WHAT THIS TASK INVOLVES >>
Rewrite the part of the passage on simulating Bayesian models between "It is sometimes" and "et al. 2020).", inclusive, with "desirable" changed to "useful".

GIVEN PASSAGE >>
It is sometimes desirable to run one or more Bayesian models repeatedly across multiple simulated datasets. Examples:

  1. Validate the implementation of a Bayesian model using simulation-based calibration (SBC; Cook, Gelman, and Rubin 2006; Talts et al. 2020).
  2. Simulate a randomized controlled experiment to explore frequentist properties such as power and Type I error.

This vignette focuses on (1). The goal is to simulate multiple datasets from the model below, analyze each dataset, and assess how often the estimated credible intervals for beta capture the true value of beta from the simulation.

lines <- "data {
  int <lower = 1> n;
  vector[n] x;
  vector[n] y;
}
parameters {
  real beta;
}
model {
  y ~ normal(x * beta, 1);
  beta ~ normal(0, 1);
}"
writeLines(lines, "model.stan")

SUPPLIED MATERIAL >>
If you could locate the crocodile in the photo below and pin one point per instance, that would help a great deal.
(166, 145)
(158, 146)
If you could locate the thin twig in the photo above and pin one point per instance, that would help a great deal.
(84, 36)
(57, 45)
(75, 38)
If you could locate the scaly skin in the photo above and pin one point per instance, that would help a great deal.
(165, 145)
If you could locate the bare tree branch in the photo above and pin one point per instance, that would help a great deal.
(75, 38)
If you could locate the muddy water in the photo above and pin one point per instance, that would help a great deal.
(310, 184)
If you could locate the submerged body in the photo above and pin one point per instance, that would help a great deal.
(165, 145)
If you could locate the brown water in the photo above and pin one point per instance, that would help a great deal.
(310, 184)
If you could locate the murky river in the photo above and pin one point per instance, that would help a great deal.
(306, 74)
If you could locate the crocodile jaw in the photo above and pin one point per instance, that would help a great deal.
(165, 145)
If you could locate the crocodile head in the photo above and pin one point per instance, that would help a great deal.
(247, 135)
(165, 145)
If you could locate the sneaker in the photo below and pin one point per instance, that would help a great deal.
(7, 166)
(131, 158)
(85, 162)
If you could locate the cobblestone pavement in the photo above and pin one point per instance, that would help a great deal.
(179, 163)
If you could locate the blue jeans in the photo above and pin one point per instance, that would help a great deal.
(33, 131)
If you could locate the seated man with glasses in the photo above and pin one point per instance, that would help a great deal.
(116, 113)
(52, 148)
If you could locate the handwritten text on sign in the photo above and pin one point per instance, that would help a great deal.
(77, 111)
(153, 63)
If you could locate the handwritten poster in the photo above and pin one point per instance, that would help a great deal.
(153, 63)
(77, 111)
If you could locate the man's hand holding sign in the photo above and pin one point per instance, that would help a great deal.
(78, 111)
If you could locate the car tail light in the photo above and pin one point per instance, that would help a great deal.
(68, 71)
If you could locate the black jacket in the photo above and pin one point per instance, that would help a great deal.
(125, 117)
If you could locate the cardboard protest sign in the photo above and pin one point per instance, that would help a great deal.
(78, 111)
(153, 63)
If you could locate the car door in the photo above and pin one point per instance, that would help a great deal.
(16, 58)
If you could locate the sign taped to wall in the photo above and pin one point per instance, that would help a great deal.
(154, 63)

RESPONSE TO THIS TASK >>
It is sometimes useful to run one or more Bayesian models repeatedly across multiple simulated datasets. Examples:

  1. Validate the implementation of a Bayesian model using simulation-based calibration (SBC; Cook, Gelman, and Rubin 2006; Talts et al. 2020).